# start of PROVIDED PASSAGE
The chapter is a personal reflection of God’s dealings with him up to the moment of his dramatic conversion. He tells it like it is. He pulls no punches. He’s honest, frank, and open. He provides us with a before-and-after account of all that transpired between him and God in a spiritual log. As far as I am aware, this is the only testimony of a gentile king recorded in the word of God.

‘Not many noble,’ says Paul elsewhere ... thank God, there are exceptions!

In an official state document outlined in verses 1-3, Nebuchadnezzar plainly and powerfully declares that God has been working in his life. He extols the virtues of a God who engineered the miraculous in order to bring him to an understanding of himself. He applauds the uncanny effect that the wonders of God have had upon him. He’s a changed man. And he knows it. He longs that others may know it too.

He makes four pulsating statements that combine to magnify the transcendence of God: he is the God of the impossible, he is the God who revolutionises, he is the God who always will be, and he is the God who never changes.
# end of PROVIDED PASSAGE
## [EXERCISE DETAILS]
Answer these questions using the passage on Nebuchadnezzar's testimony above:
1. According to the writer, what makes this testimony unique in the word of God?
2. Which verses outline the official state document?
3. How many statements does Nebuchadnezzar make to magnify the transcendence of God?
# start of DATA SECTION
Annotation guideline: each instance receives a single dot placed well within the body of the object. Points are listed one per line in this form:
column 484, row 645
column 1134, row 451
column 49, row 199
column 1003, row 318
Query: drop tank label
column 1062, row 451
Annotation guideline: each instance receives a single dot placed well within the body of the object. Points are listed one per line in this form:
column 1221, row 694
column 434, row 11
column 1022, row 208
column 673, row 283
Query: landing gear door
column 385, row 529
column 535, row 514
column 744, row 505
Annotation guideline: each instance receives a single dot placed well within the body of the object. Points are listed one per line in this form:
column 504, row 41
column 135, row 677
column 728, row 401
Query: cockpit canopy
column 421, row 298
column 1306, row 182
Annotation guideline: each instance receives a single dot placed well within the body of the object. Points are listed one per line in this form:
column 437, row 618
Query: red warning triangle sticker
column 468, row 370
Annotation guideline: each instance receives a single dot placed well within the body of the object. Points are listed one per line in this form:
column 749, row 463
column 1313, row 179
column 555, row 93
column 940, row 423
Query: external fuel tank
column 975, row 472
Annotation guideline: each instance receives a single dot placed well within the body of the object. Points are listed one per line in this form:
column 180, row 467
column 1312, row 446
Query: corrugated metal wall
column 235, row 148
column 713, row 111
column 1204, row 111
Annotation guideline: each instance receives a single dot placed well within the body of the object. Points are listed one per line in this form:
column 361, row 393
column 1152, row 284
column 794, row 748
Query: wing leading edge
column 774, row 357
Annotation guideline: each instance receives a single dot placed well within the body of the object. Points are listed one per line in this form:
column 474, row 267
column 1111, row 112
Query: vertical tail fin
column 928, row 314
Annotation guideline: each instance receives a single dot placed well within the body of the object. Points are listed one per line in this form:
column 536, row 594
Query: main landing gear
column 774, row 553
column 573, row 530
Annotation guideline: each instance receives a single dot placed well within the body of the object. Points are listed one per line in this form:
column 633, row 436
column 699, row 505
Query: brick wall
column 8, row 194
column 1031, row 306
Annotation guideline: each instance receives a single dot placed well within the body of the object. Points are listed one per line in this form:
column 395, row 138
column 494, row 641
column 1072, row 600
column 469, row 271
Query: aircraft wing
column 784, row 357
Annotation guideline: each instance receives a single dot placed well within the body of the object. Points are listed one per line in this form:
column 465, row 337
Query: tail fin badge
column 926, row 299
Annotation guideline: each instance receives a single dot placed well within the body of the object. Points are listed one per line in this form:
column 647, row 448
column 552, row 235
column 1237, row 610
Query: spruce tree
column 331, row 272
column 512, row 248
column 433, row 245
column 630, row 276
# end of DATA SECTION
## [THE RESULT]
1. It is the only testimony of a gentile king recorded in the word of God.
2. Verses 1-3.
3. Four.